*Provided material*
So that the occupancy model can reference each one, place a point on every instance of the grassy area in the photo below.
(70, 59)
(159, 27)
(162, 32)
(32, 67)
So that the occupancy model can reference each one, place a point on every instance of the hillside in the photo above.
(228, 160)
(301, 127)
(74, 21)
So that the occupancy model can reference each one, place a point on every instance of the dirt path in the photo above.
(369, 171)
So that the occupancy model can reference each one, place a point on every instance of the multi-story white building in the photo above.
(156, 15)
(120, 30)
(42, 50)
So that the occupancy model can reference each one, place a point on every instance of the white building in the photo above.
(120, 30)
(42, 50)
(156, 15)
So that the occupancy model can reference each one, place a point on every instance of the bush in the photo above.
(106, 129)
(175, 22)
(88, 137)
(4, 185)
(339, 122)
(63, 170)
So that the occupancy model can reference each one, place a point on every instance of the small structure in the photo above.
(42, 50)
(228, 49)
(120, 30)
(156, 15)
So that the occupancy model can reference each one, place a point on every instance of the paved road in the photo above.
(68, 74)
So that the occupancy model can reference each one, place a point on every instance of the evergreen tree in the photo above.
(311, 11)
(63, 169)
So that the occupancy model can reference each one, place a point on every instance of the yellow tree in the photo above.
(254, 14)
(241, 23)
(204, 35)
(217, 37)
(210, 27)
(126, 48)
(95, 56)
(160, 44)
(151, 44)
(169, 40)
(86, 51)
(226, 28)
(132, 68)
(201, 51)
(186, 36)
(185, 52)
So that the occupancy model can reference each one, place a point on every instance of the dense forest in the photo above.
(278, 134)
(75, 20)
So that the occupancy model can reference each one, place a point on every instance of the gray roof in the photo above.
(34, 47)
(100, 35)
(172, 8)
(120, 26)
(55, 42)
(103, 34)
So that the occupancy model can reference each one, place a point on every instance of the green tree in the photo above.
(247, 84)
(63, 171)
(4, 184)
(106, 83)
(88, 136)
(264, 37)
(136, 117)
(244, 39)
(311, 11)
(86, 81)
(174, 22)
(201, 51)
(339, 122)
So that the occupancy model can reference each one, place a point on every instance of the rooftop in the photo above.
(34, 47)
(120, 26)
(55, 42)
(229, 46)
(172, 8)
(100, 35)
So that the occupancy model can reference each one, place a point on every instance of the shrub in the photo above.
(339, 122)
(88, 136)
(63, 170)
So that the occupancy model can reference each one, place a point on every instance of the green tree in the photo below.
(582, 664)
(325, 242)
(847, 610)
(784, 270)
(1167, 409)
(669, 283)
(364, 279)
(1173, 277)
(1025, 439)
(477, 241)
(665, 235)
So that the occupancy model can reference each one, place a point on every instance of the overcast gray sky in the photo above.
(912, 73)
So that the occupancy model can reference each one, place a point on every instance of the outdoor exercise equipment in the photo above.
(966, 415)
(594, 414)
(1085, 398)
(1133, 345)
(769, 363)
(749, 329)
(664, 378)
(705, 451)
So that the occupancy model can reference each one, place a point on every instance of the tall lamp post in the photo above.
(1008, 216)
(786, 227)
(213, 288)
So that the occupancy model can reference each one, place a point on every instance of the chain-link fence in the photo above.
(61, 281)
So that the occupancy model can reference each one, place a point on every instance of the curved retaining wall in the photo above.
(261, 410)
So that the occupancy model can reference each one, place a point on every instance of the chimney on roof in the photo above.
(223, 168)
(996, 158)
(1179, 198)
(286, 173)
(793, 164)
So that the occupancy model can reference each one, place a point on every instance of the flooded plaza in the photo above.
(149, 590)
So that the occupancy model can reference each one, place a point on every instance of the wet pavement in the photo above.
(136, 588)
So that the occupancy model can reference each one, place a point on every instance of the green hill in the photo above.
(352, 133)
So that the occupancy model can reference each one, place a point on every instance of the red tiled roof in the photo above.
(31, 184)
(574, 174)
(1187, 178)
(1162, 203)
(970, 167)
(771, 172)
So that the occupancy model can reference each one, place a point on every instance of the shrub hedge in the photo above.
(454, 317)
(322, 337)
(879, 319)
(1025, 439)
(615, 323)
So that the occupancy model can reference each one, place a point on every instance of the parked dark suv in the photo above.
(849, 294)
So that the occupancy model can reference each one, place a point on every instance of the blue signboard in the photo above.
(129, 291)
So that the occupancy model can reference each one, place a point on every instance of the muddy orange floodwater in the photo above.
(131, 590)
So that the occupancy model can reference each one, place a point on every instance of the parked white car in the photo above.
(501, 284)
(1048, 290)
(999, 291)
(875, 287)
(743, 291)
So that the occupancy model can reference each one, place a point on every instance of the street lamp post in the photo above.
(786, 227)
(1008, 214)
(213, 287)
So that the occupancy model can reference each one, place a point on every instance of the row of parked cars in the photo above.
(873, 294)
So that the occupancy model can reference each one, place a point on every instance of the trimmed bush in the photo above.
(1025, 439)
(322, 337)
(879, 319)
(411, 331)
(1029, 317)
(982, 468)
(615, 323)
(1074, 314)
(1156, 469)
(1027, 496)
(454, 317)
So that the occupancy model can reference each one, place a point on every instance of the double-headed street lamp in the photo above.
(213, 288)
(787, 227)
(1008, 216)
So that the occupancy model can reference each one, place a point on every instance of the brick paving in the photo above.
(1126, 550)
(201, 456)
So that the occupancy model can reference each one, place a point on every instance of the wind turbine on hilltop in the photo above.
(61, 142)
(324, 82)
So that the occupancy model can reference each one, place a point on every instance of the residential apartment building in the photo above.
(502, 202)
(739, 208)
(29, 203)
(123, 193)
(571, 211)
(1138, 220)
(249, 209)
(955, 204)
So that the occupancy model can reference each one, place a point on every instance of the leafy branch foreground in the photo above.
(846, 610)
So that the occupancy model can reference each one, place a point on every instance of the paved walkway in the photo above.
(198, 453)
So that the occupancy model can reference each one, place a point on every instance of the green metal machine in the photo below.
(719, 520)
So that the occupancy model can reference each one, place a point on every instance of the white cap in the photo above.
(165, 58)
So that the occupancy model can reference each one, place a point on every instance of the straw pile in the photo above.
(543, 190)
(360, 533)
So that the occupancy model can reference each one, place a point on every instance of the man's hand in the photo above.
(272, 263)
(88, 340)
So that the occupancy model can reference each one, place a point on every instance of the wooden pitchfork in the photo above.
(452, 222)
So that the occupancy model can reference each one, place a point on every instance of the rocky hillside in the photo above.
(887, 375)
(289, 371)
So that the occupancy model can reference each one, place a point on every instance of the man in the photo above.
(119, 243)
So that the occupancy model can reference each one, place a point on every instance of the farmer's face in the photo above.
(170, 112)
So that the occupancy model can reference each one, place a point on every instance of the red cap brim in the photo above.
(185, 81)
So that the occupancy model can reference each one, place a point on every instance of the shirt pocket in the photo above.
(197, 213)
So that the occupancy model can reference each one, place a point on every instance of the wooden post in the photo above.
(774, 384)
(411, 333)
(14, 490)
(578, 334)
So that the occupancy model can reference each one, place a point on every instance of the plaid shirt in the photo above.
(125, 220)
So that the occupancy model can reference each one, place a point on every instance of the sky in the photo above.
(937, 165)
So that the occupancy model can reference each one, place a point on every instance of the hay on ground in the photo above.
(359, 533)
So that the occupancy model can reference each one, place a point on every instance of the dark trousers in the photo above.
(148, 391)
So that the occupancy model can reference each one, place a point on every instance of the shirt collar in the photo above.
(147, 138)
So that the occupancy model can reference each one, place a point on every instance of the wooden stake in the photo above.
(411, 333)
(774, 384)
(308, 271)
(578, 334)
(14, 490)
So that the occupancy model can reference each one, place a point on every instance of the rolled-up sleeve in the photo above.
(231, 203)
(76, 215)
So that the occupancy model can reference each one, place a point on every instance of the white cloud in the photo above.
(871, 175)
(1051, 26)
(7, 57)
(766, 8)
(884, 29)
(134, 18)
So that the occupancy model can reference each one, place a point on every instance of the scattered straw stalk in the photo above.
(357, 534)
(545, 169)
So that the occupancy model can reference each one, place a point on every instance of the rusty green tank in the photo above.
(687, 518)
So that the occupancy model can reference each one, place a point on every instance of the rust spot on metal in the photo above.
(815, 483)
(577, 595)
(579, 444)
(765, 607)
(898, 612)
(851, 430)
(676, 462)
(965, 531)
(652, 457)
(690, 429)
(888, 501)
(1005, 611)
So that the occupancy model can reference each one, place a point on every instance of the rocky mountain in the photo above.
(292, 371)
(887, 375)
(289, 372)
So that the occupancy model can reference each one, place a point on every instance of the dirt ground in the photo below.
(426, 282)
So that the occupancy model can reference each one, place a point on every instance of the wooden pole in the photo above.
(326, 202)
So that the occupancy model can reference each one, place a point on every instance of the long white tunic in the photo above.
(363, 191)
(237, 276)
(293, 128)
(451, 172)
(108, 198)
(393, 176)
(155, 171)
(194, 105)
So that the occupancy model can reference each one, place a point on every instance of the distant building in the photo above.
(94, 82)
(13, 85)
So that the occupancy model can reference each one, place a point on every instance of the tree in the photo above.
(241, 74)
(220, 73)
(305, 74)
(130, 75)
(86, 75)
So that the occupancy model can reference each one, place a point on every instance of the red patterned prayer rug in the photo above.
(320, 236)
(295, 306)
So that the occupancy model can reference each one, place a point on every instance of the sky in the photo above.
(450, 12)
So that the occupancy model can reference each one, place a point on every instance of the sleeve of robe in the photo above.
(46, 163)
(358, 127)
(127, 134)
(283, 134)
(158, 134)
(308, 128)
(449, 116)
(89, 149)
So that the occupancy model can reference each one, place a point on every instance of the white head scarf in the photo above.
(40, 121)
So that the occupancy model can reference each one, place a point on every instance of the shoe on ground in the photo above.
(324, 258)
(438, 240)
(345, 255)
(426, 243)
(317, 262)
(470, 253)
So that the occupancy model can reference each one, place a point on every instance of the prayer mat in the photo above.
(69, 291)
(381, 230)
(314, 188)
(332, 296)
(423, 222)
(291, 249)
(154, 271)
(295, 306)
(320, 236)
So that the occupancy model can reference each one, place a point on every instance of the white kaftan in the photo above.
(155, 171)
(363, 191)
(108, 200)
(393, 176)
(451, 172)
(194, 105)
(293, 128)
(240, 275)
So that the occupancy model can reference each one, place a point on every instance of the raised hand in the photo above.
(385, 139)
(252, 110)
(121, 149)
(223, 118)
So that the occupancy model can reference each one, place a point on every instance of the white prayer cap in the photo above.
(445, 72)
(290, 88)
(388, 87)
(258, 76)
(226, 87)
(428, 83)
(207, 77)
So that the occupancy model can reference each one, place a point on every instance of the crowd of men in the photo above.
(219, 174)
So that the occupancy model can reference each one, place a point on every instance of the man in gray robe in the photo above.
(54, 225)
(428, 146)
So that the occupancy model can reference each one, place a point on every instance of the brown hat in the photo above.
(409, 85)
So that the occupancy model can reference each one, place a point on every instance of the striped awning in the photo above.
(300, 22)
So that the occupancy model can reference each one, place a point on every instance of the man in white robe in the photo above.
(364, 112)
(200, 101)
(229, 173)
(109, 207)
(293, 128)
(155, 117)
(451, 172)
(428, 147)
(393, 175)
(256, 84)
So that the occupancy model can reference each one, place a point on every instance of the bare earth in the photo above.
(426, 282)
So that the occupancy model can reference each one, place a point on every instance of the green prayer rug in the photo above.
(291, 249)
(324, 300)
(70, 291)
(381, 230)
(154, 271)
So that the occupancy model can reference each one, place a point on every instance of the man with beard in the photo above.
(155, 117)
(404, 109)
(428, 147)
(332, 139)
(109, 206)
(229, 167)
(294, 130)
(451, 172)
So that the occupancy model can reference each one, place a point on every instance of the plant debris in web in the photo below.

*Required work*
Reproduce the records above exactly, starting with the line that contains "mat in the photo above." and ending with the last line.

*Expected output*
So that the occupancy model can reference each one, place a point on every instance of the prayer mat in the photo above.
(69, 291)
(381, 230)
(314, 188)
(332, 296)
(423, 222)
(291, 249)
(154, 271)
(295, 306)
(320, 236)
So that the occupancy model can reference each one, place a point on every instance of the white kaftan in the photo above.
(155, 171)
(363, 191)
(108, 200)
(393, 176)
(451, 172)
(194, 105)
(293, 128)
(240, 275)
So that the occupancy model can reference each one, place a point on every instance of the raised hand in the photo above.
(385, 139)
(252, 110)
(121, 149)
(223, 118)
So that the occupancy model can reference each one, place a point on every instance of the white prayer cap in the photo above.
(445, 72)
(290, 88)
(388, 87)
(258, 76)
(226, 87)
(428, 83)
(207, 77)
So that the occupancy model can reference each one, place a point on every instance of the crowd of men in the photo above.
(219, 174)
So that the occupancy model can reference each one, place a point on every instance of the man in gray robe in the photo above.
(54, 225)
(428, 146)
So that the occupancy model can reference each one, place a point on every instance of the brown hat in the photo above.
(409, 85)
So that the occupancy model can reference each one, place a point on every instance of the striped awning in the photo above.
(300, 22)
So that the occupancy model can reference each one, place a point on every instance of the man in white robe in the photo above.
(364, 112)
(200, 101)
(229, 173)
(109, 207)
(293, 128)
(155, 117)
(451, 172)
(428, 147)
(393, 175)
(256, 84)
So that the occupancy model can reference each one, place a point on every instance of the bare earth in the photo above.
(426, 282)
So that the occupancy model can reference each one, place a point on every instance of the green prayer rug in the photo above.
(291, 249)
(324, 300)
(70, 291)
(381, 230)
(154, 271)
So that the occupancy model can reference each one, place a point on every instance of the man with beard in the photo above.
(155, 117)
(404, 109)
(428, 147)
(332, 139)
(109, 206)
(229, 167)
(294, 130)
(451, 172)
So that the occupancy model can reference each one, place a point on every instance of the plant debris in web in the photo below.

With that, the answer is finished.